**TEXT BLOCK:**
■ ■ ■ ■ ■ ■ ■

The historic 1893 property took owners Sally and Adam Whitford three years to restore.
The seven-acre property, complete with a natural spring, overlooks the Silvan Dam and the Yarra Valley.
The restaurant at Coonara Springs offer contemporary Australian cuisine including dishes like slow roasted Aga lamb, quail, chicken terrine, and roasted beetroot with black savourine.
Sally Whitford said, “Over the past three years we have meticulously restored and reimagined the garden property to reflect its fabulous history, to create an inviting, contemporary ambience with Edna Walling inspired intricacies to pay homage to the traditional Victorian weatherboard homestead.
“We are committed to supporting local businesses and landscaper Sam Donald exceeded our expectations in redeveloping the magnificent gardens, complete with a kitchen garden to ensure we harvest fresh seasonal produce,” she said.
Much of the history of Coonara is reflected in the décor and artefacts, which include framed original menus from a bygone era.
Historical records reflect the property serving as a significant neutral territory in pre-European settlement times for native Wolworung, Bunurong and Taungurong clans, to nurse their sick and wounded in the healing waters of the natural spring located here.
The Dandenong Forest Village Settlement was established in 1893, when an early selector built the Victorian homestead in anticipation of a glamorous future.
By the early Twentieth Century, the Dandenong Ranges had blossomed as a popular tourist destination for urban dwellers partial to the cooler climate, fresh mountain air and the forests, mountains, creeks and waterfalls the region had to offer.

■ ■ ■ ■ ■ ■ ■

**EXERCISE:**
Answer these from the Coonara Springs text:
1. How many years did the restoration of the property take?
2. Which landscaper redeveloped the gardens?
3. Which clans used the property's natural spring to nurse their sick and wounded?
Use only the text above as your source.

**RECORDS:**

■ ■ ■ ■ ■ ■ ■

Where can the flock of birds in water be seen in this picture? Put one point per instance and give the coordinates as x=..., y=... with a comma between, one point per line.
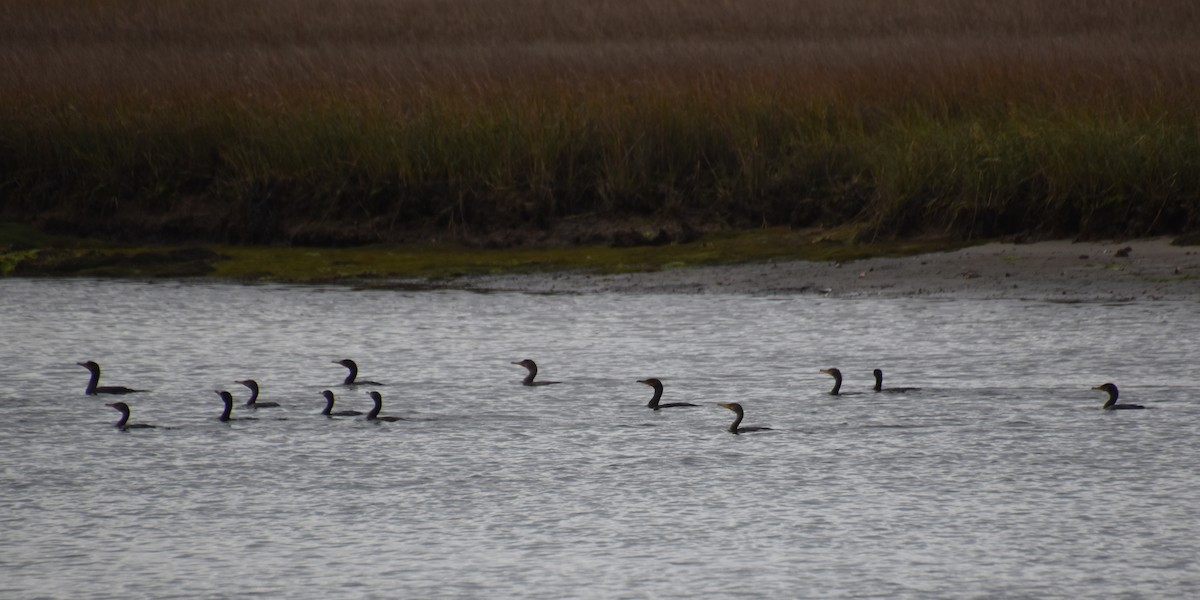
x=352, y=379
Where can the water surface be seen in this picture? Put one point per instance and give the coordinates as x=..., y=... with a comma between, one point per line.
x=999, y=478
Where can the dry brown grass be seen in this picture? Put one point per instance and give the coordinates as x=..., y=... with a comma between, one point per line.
x=877, y=51
x=970, y=115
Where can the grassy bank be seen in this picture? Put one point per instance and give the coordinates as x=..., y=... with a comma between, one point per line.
x=27, y=252
x=346, y=123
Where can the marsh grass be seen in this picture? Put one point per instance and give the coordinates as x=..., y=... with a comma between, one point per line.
x=358, y=120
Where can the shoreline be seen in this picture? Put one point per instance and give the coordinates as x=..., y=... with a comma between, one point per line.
x=1152, y=269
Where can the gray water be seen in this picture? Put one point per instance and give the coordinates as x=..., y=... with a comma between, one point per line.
x=1001, y=477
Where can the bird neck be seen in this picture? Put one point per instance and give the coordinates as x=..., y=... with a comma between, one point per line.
x=737, y=420
x=1113, y=399
x=93, y=382
x=658, y=396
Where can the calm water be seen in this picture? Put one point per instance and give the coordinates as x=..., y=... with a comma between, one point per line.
x=1000, y=478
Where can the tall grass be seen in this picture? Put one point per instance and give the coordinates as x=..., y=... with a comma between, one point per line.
x=333, y=120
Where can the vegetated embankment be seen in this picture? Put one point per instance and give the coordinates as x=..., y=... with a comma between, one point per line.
x=349, y=121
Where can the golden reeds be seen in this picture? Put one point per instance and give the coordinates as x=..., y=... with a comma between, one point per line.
x=971, y=117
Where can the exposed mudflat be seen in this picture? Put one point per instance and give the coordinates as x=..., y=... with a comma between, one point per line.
x=1049, y=270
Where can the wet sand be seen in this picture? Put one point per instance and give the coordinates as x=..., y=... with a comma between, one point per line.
x=1051, y=270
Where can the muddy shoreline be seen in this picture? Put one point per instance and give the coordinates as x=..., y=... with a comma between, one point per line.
x=1151, y=269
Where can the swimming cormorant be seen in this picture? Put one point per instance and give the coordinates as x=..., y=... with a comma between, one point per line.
x=226, y=414
x=837, y=382
x=1111, y=405
x=124, y=424
x=253, y=396
x=533, y=372
x=658, y=395
x=733, y=426
x=373, y=415
x=879, y=384
x=329, y=407
x=354, y=372
x=94, y=389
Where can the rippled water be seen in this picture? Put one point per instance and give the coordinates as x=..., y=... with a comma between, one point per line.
x=1000, y=478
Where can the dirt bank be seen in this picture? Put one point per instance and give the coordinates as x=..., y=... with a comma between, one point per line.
x=1050, y=270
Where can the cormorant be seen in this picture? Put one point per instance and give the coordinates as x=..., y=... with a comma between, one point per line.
x=354, y=372
x=94, y=389
x=1111, y=405
x=253, y=396
x=373, y=415
x=837, y=382
x=879, y=384
x=733, y=427
x=225, y=414
x=533, y=372
x=658, y=395
x=124, y=424
x=329, y=407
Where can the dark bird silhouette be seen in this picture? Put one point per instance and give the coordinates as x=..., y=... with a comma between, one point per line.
x=1111, y=405
x=373, y=415
x=533, y=372
x=733, y=426
x=658, y=395
x=226, y=415
x=837, y=382
x=93, y=383
x=351, y=379
x=124, y=424
x=879, y=384
x=253, y=396
x=329, y=407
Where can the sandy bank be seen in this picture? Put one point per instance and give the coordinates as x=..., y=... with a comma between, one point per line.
x=1051, y=270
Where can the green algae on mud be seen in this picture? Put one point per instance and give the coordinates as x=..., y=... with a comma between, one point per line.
x=442, y=261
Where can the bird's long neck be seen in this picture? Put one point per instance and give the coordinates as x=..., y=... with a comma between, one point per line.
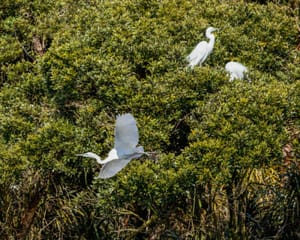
x=211, y=38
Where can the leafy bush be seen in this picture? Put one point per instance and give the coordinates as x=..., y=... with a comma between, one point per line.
x=68, y=69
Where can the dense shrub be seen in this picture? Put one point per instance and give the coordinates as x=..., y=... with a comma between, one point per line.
x=227, y=153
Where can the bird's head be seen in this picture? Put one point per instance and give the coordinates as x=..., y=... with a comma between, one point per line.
x=209, y=30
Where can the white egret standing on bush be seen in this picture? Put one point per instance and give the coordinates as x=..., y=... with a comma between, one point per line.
x=202, y=50
x=125, y=147
x=236, y=70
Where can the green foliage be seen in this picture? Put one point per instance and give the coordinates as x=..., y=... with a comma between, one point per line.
x=67, y=70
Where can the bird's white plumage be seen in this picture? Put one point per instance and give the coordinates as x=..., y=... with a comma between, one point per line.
x=113, y=167
x=126, y=139
x=202, y=50
x=236, y=70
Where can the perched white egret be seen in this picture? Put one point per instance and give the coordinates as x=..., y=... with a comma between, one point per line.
x=125, y=147
x=236, y=70
x=202, y=50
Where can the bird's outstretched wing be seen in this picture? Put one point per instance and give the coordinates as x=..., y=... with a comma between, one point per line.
x=198, y=55
x=90, y=155
x=126, y=134
x=113, y=167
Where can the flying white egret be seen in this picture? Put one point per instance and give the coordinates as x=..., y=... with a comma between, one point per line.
x=202, y=50
x=125, y=147
x=236, y=70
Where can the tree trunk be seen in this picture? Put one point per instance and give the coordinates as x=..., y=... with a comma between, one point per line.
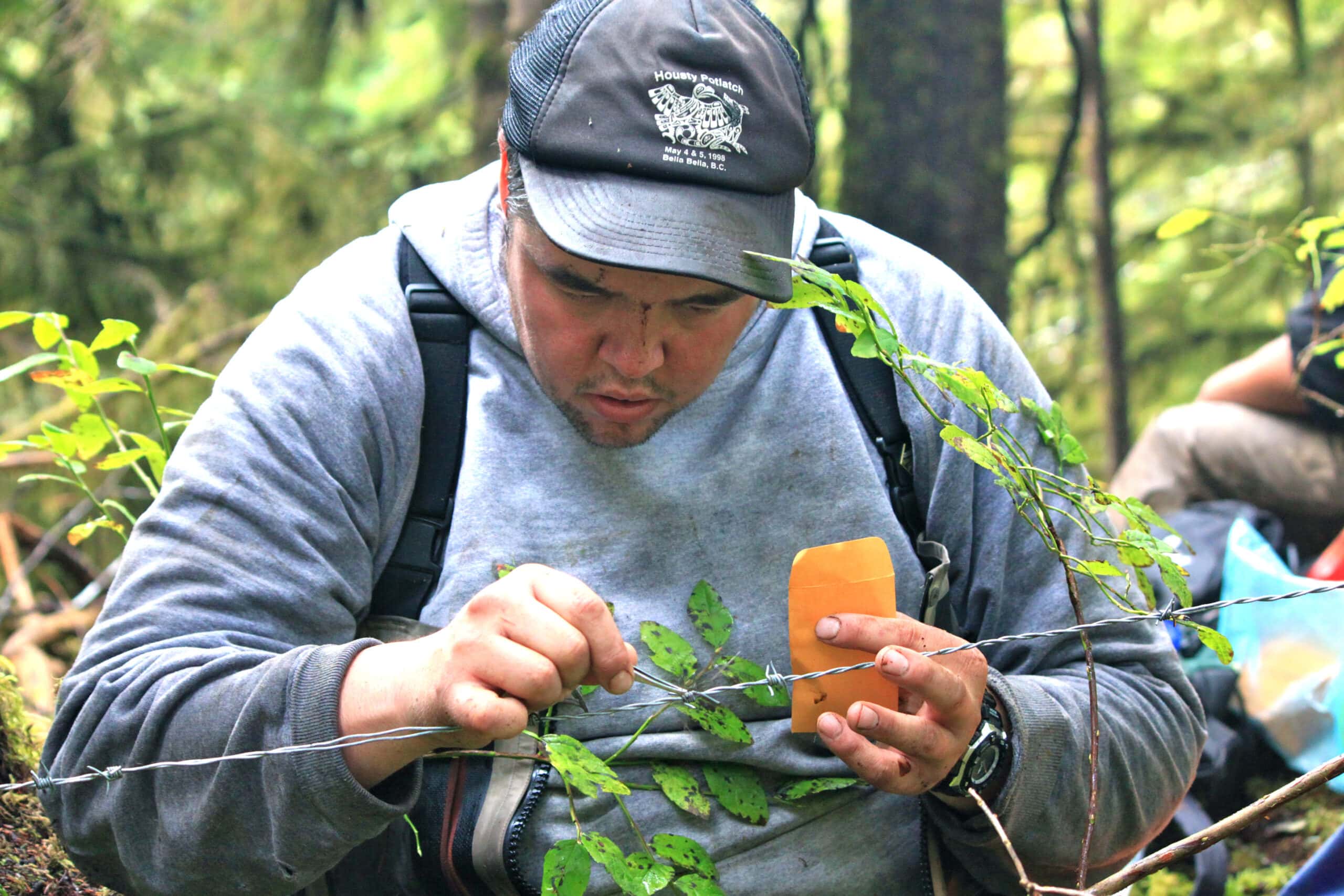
x=1301, y=69
x=1096, y=121
x=495, y=26
x=925, y=132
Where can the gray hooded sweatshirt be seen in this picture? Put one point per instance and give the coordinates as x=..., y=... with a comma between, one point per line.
x=234, y=614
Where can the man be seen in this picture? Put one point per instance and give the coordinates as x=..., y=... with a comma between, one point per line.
x=637, y=419
x=1268, y=429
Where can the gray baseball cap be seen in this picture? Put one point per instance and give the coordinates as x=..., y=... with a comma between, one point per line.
x=663, y=135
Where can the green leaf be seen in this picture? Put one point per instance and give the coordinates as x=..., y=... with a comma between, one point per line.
x=718, y=721
x=193, y=371
x=682, y=789
x=113, y=333
x=1175, y=579
x=27, y=364
x=1214, y=640
x=603, y=849
x=582, y=769
x=1312, y=229
x=687, y=853
x=1096, y=567
x=643, y=876
x=71, y=464
x=1147, y=515
x=709, y=616
x=667, y=649
x=112, y=385
x=155, y=455
x=697, y=886
x=46, y=328
x=797, y=790
x=136, y=364
x=1072, y=450
x=46, y=477
x=1183, y=222
x=741, y=669
x=1334, y=296
x=62, y=441
x=738, y=789
x=84, y=359
x=80, y=532
x=964, y=442
x=566, y=870
x=90, y=434
x=805, y=296
x=120, y=508
x=1146, y=586
x=865, y=344
x=119, y=460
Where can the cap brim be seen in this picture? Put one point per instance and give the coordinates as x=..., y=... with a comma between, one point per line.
x=667, y=227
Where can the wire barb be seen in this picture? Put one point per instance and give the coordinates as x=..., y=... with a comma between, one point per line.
x=42, y=779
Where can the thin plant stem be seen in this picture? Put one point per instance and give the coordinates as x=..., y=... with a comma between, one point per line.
x=635, y=827
x=574, y=816
x=636, y=735
x=154, y=405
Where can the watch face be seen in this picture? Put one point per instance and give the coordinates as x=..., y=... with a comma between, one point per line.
x=983, y=765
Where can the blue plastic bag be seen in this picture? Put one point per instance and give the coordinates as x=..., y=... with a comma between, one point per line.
x=1289, y=652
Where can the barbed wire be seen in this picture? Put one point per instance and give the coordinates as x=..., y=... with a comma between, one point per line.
x=42, y=781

■ ■ ■ ■ ■ ■ ■

**RESULT:**
1. Three years.
2. Sam Donald.
3. The Wolworung, Bunurong and Taungurong clans.